> Study questions
• a. Retype the part of the blog post on social media's effect on public discourse that begins with the words containing "Obviously US focused, it" and ends with "least partially, improved.".
• b. Continue the blog post on social media's effect on public discourse from the point where it stops.

It’s Not Just a Phase
Jonathan Haidt has written a long-read for The Atlantic on how social media has fundamentally impacted US society.
Obviously US focused, it nevertheless draws parallels with the current state of public discourse in the UK. The central point being that social media has changed the way we interact with issues and with each other – essentially with more anger and less understanding. A result of which is our institutions being damaged by this shift in engagement and removal of mass media gatekeeping helping to disintegrate universal norms. In short, ‘truth cannot achieve widespread adherence’ because we no longer have truly shared stories throughout societ.
It’s a bleak read, but ends with some ideas for how the situation can be, at least partially, improved.
I’m not an active social media broadcaster, insofar as not actively posting on any social network bar a few Linkedin posts. I tend to consume on social media, particularly on Twitter where I can lose hours sitting infront of the firehose. It shapes and hardens my views of issues, and yes I do find myself postioned knowingly within a certain tribe on many issues. Haidt talks at length at how the ‘Share’ or ‘Retweet’ has effectively amplified anger – anger is more viral – and narrowed the consumption of opposing views. Its easy to see the result of that within the Jan 6th insurrection and the continued questioning of the 2020 election in the US.

> Supplied data
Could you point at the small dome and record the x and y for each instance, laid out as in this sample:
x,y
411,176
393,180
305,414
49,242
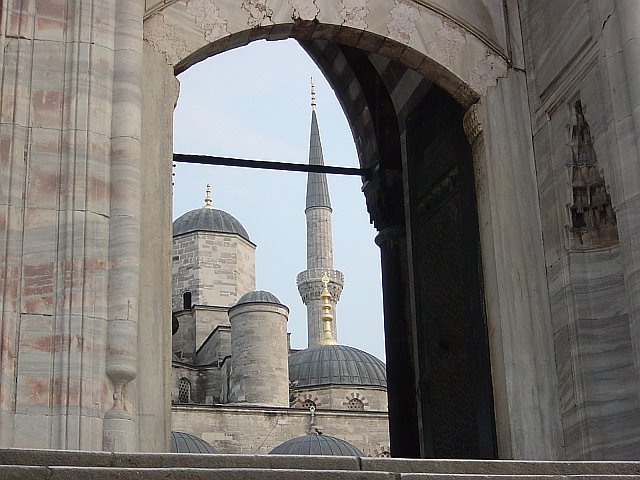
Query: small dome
x,y
185,443
208,220
315,444
336,365
258,296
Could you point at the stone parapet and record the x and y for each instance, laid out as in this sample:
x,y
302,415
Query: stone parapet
x,y
57,464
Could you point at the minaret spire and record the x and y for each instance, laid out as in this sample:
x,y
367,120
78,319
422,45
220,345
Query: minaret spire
x,y
319,248
207,198
327,318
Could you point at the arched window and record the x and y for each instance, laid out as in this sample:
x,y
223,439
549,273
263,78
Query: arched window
x,y
186,301
355,404
184,390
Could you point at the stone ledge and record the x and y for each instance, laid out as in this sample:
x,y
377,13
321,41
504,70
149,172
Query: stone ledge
x,y
57,460
520,468
92,473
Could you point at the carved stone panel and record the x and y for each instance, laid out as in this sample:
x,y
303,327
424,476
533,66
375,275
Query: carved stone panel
x,y
591,219
455,378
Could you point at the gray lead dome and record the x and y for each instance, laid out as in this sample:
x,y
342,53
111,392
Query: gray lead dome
x,y
258,296
336,365
315,444
208,220
185,443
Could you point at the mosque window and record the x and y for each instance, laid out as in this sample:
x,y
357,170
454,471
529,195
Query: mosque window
x,y
308,403
186,300
184,390
355,404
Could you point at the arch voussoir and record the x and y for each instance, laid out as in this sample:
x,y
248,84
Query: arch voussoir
x,y
189,31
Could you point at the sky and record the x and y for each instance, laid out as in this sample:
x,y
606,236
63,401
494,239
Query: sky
x,y
254,102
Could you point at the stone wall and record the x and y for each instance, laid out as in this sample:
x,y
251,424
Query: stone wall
x,y
216,268
340,398
257,430
260,370
577,166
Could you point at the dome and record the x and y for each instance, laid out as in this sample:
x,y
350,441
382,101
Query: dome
x,y
315,444
185,443
208,220
258,296
336,365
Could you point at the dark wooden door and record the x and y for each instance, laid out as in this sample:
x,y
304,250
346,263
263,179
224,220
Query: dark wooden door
x,y
453,353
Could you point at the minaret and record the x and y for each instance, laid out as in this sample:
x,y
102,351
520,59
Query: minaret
x,y
319,244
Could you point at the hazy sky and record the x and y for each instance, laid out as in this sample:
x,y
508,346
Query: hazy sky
x,y
254,102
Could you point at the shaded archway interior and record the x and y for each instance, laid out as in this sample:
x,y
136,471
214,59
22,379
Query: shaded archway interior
x,y
408,133
421,198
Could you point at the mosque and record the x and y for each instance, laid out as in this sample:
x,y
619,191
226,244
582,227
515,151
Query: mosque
x,y
238,386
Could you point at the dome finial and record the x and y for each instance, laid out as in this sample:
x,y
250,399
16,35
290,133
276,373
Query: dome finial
x,y
326,317
207,199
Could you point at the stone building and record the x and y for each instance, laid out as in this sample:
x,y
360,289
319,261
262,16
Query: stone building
x,y
236,382
499,142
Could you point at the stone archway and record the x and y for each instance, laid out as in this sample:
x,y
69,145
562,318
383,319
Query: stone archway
x,y
460,58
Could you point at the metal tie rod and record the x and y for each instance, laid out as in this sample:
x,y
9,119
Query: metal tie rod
x,y
268,165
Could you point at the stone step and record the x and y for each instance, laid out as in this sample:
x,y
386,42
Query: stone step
x,y
409,468
23,472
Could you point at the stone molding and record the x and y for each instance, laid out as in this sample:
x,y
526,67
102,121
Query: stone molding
x,y
450,54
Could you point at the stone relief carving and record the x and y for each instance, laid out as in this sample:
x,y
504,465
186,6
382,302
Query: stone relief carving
x,y
304,9
592,221
448,43
206,15
354,13
257,10
403,20
164,39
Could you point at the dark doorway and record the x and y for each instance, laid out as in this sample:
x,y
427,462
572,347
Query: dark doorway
x,y
454,379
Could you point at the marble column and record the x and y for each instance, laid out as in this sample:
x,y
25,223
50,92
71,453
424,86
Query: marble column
x,y
124,231
528,424
56,78
621,51
628,127
404,430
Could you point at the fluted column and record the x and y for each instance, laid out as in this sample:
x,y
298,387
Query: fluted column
x,y
625,90
56,78
404,418
124,233
528,424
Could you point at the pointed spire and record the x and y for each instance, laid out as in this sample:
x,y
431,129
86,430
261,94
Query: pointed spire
x,y
207,199
317,188
326,317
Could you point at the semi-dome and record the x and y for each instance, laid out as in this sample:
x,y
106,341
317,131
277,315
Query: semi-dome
x,y
258,296
336,365
316,444
186,443
208,219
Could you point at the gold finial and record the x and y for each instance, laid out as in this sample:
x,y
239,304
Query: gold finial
x,y
207,199
326,317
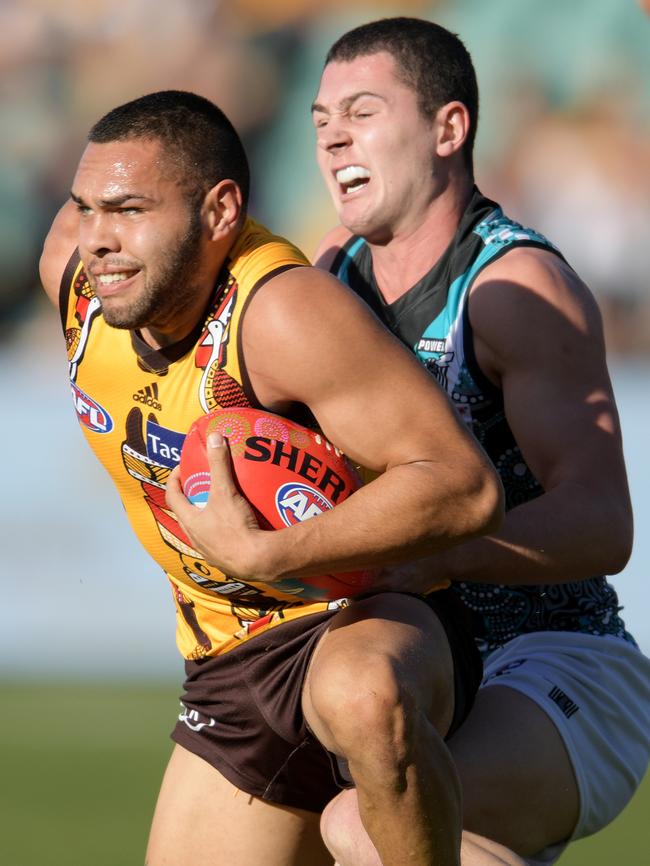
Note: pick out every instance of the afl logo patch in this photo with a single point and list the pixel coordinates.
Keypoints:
(197, 488)
(298, 502)
(90, 413)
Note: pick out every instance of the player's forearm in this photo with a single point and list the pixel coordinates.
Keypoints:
(568, 534)
(410, 511)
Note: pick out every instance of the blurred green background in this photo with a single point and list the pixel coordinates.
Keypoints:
(81, 765)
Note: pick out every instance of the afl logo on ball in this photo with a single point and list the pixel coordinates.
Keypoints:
(298, 502)
(197, 488)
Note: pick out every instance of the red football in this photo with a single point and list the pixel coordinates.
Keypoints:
(288, 474)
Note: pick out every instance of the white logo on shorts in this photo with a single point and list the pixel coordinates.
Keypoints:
(193, 720)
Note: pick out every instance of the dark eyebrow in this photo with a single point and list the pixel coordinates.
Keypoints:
(344, 104)
(114, 201)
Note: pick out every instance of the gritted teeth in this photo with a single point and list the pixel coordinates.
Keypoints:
(105, 279)
(351, 173)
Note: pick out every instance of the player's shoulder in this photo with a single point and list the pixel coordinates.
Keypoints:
(59, 247)
(331, 246)
(540, 271)
(530, 299)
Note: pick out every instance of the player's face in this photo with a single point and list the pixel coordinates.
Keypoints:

> Responses to the exercise
• a.
Obviously US focused, it nevertheless draws parallels with the current state of public discourse in the UK. The central point being that social media has changed the way we interact with issues and with each other – essentially with more anger and less understanding. A result of which is our institutions being damaged by this shift in engagement and removal of mass media gatekeeping helping to disintegrate universal norms. In short, ‘truth cannot achieve widespread adherence’ because we no longer have truly shared stories throughout societ.
It’s a bleak read, but ends with some ideas for how the situation can be, at least partially, improved.

• b.
The genie is out of the bottle; divisive campaigns like the Brexit referendum, left / right splits over pandemic policy and refusal to call a fact a fact are not going away. As we look towards a UK general election and potentially a Trump contested US Presidential election in two years time, social media will be even angrier, even more divisive and even more opinionated than ever. I remember the novelty and semmingly innocent days of Twitter and Facebook when you were telling the world what you were doing, not necessarily what you were thinking. We now not only say what we’re thinking, we amplify what our tribes are group-thinking without adding any real value or commentary.